### TEXTO DE LECTURA:
○ ○ ○
1.
La Racionalidad
Gerardo Barbera
*
La
Filosofía Occidental tiene su origen y sus raíces fundamentales en la antigua Grecia, considerada como la
cuna de nuestra cultura en general.
Uno
de los elementos básicos de la filosofía griega fue su concepción antropológica
centrada en la racionalidad como lo
esencial de la naturaleza humana.
Aristóteles
ha sido, tal vez, el filósofo que mejor representó el paradigma de la filosofía
griega y con su definición del hombre
como “animal racional” colocó los rieles de toda la antropología del
pensamiento de la cultura occidental.
No ha existido un concepto de la naturaleza
humana, que haya marcado tanto la historia de la filosofía de nuestra cultura.
Todos los viajeros del tren de la filosofía occidental se han servido del
boleto “animal racional”, lo admitan; o
no. Independientemente del color del boleto, el tren siempre ha viajado sobre
los mismos rieles.
De
esta manera, se declaró para toda la eternidad, la esencia misma de la
intimidad del hombre: “La racionalidad”, como único fundamento metafísico del
ser ontológico de la naturaleza humana. Todo conocimiento dialéctico consigue
su principio y fin en la racionalidad como
posibilidad y fundamento de su propio movimiento.
El
aspecto racional ha cobrado tanto peso en la concepción antropológica de
nuestra cultura, que el elemento “animal”, en la mayoría de los casos ha
resultado un estorbo, un mal necesario que solamente puede ser apreciado como
un soporte, donde reside la racionalidad.
Lo
“animal” ha sido siempre considerado, en el mejor de los casos, como la
residencia inapropiada del “yo personal”, de la esencia racional del ser
humano.
Según
Aristóteles, una definición se conseguía a través de un proceso sistemático y
lógico de clasificación, con el fin de llegar a un resultado en donde se
pudiese observar un elemento común de
referencia, o de comparación con otros seres, y un elemento específico, que lo
haga único y que defina su propia naturaleza.
En el caso del hombre, el elemento común de
referencia sería “la animalidad”; y como característica esencial y específica,
se presentó “la racionalidad”.
Esta
concepción lógica y conceptual del hombre, tiene sus bases metafísica en el ser
ontológico mismo de la naturaleza humana, que al igual que todos los seres
existentes en el mundo real y concreto está formado por materia y forma. Todo
cuanto podamos observar en el mundo natural está hecho de “materia” y posee una
forma determinada. Por lo tanto, el elemento material lo hace común a otros
seres, pero se diferencia en cuanto a la forma.
El
hombre ha sido considerado un animal en cuanto a su ser material. Y la
racionalidad ha sido considerada, como la forma o la esencia específica de la
naturaleza humana. Al punto de que las
ciencias formales como la Lógica,
la Metafísica y la Ontología se convirtieron en los pilares
fundamentales de la Antropología de la cultura occidental.
El
hombre en sí mismo es considerado como racionalidad íntima, en donde la
animalidad no tiene lugar como elemento esencial de la naturaleza humana. En
tal sentido, la racionalidad es la
humanidad manifiesta. Humanidad y racionalidad se identifican. Lo contrario a
la naturaleza humana es irracional. Y la razón fundamenta el desarrollo de la
humanidad.
○ ○ ○
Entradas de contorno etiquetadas
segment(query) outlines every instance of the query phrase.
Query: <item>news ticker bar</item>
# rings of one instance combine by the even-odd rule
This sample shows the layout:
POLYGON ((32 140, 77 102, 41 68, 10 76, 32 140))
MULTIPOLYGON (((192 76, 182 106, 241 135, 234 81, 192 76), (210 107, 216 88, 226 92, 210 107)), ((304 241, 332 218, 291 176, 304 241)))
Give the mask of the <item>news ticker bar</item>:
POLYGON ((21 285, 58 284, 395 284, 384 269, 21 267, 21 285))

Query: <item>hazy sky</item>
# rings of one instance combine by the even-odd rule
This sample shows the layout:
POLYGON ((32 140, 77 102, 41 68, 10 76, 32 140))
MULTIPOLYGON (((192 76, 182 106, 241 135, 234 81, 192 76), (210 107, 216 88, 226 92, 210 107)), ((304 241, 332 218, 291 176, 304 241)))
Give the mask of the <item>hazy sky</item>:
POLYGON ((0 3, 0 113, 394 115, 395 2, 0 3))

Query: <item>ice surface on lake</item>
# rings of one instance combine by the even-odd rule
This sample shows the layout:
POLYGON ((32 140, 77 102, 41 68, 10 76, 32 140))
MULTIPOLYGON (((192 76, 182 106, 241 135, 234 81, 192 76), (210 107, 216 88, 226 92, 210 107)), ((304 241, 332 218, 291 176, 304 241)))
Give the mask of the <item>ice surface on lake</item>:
○ ○ ○
### EJERCICIOS PROPUESTOS:
#1 En el texto sobre la racionalidad, ¿con qué definición del hombre colocó Aristóteles los rieles de la antropología occidental?
#2 Reproduce del texto sobre la racionalidad el fragmento que va desde "Todos los viajeros" hasta "los mismos rieles.".

### SOLUCIONES:
#1 Con la definición del hombre como “animal racional”.

#2
Todos los viajeros del tren de la filosofía occidental se han servido del
boleto “animal racional”, lo admitan; o
no. Independientemente del color del boleto, el tren siempre ha viajado sobre
los mismos rieles.